**Testo di partenza:**
Solo al termine della prima versione della sceneggiatura, ho compreso che non si trattava del film che volevo realizzare. Mancavano alcuni livelli, l’elemento umano e un punto di vista, tutti aspetti fondamentali che mi avevano avvicinato al noir di stampo mediterraneo. Tutti questi romanzi sono arricchiti dalla vita che anima e dialoga con il crimine, anche al di là del genere. Era mia intenzione riuscire a ottenere lo stesso risultato, a ogni costo. Ho lasciato la sceneggiatura per poi riprenderla circa sette anni dopo, quando ho avuto occasione di leggerla con occhi nuovi.

Mi piaceva l’ambientazione, molto, ma le mie preoccupazioni del passato rimanevano. Così ho contattato una coppia di sceneggiatori francesi, Thomas Bidegain e Noé Debré, a cui ho spedito una bozza. Abbiamo avuto una videoconferenza molto particolare, durante la quale mi hanno presentato con grande delicatezza alcuni passaggi per loro fondamentali nell’approccio alla scrittura. Poche settimane dopo sono volato a Parigi e ho passato qualche giorno chiuso in una stanza insieme a loro, ripensando il film con un nuovo processo creativo che da quel momento ci ha impegnato per diciotto mesi.

Ovviamente, da quel momento, tutto è cambiato nel mondo. L’amministrazione Trump era in carica e a molti Americani, come a tanti amici in giro per il mondo, è apparso che l’America avesse perso il proprio equilibrio. Un paese che ha sempre aspirato a essere un punto di riferimento in termini di giustizia, uguaglianza e libertà stava smantellando le proprie fondamenta, con tutto il mondo ad assistere attonito. La guida morale praticamente a brandelli con un messaggio unico espresso, “America First”, capace di sviluppare una mentalità che è entrata nelle teste di gran parte della popolazione. In parte è sembrata essere una reazione a decenni di declino dell’America rurale e la naturale richiesta d’aiuto dopo essere stati per anni inascoltati dal governo e dalle elite finanziarie. La sociologa Arlie Russell Hochschild ha brillantemente raccontato il contesto in un libro eccezionale dal titolo “Strangers in Their Own Land”. Questo volume mi ha permesso di costruire gran parte della personalità di Bill e allo stesso tempo mi ha permesso di sviluppare il punto di vista di cui avevo bisogno. Era arrivato il momento di girare La Ragazza di Stillwater.

**Attività da svolgere:**
[1] Nel testo sulla sceneggiatura, per quanti mesi è durato il nuovo processo creativo avviato a Parigi?
[2] Riporta dal testo sulla sceneggiatura tutto ciò che va da "Solo al termine" fino a "con occhi nuovi.".
Il materiale proviene da un'altra fonte.

**Dati forniti:**
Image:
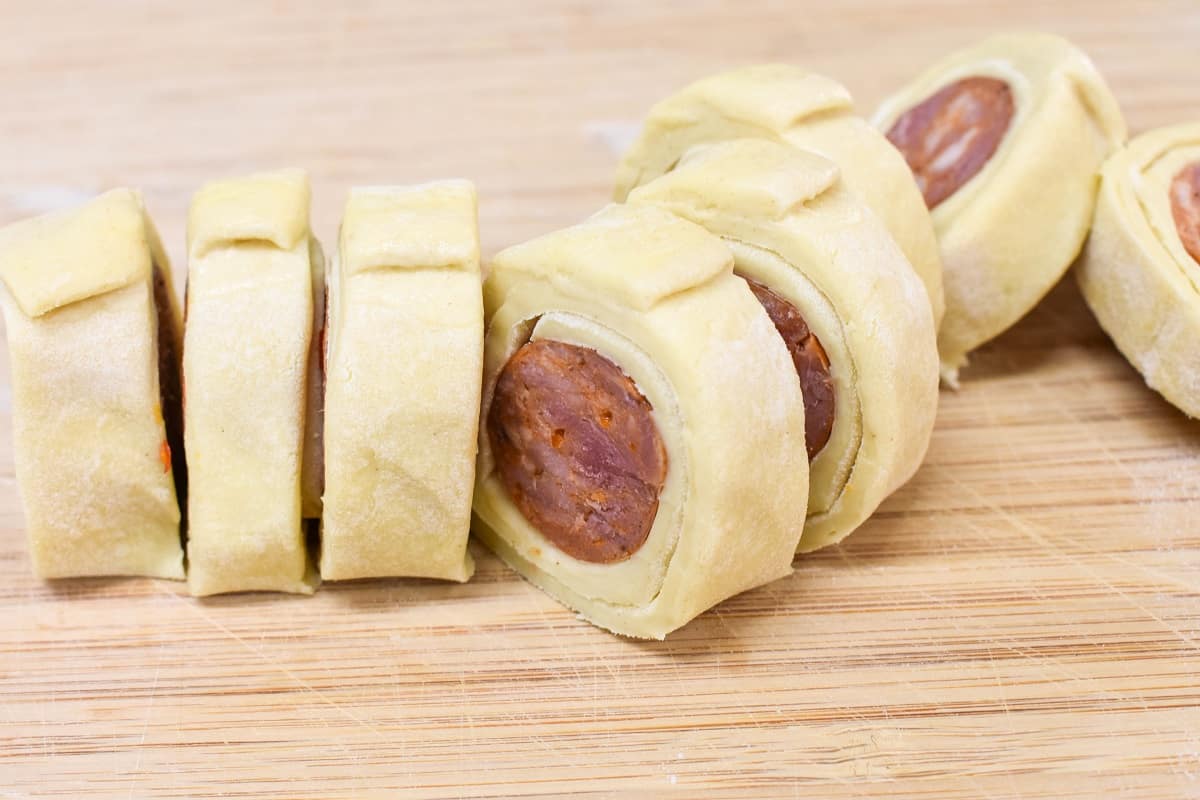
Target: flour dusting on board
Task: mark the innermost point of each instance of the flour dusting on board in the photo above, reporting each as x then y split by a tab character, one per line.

**Soluzioni delle attività:**
[1] Diciotto mesi.

[2]
Solo al termine della prima versione della sceneggiatura, ho compreso che non si trattava del film che volevo realizzare. Mancavano alcuni livelli, l’elemento umano e un punto di vista, tutti aspetti fondamentali che mi avevano avvicinato al noir di stampo mediterraneo. Tutti questi romanzi sono arricchiti dalla vita che anima e dialoga con il crimine, anche al di là del genere. Era mia intenzione riuscire a ottenere lo stesso risultato, a ogni costo. Ho lasciato la sceneggiatura per poi riprenderla circa sette anni dopo, quando ho avuto occasione di leggerla con occhi nuovi.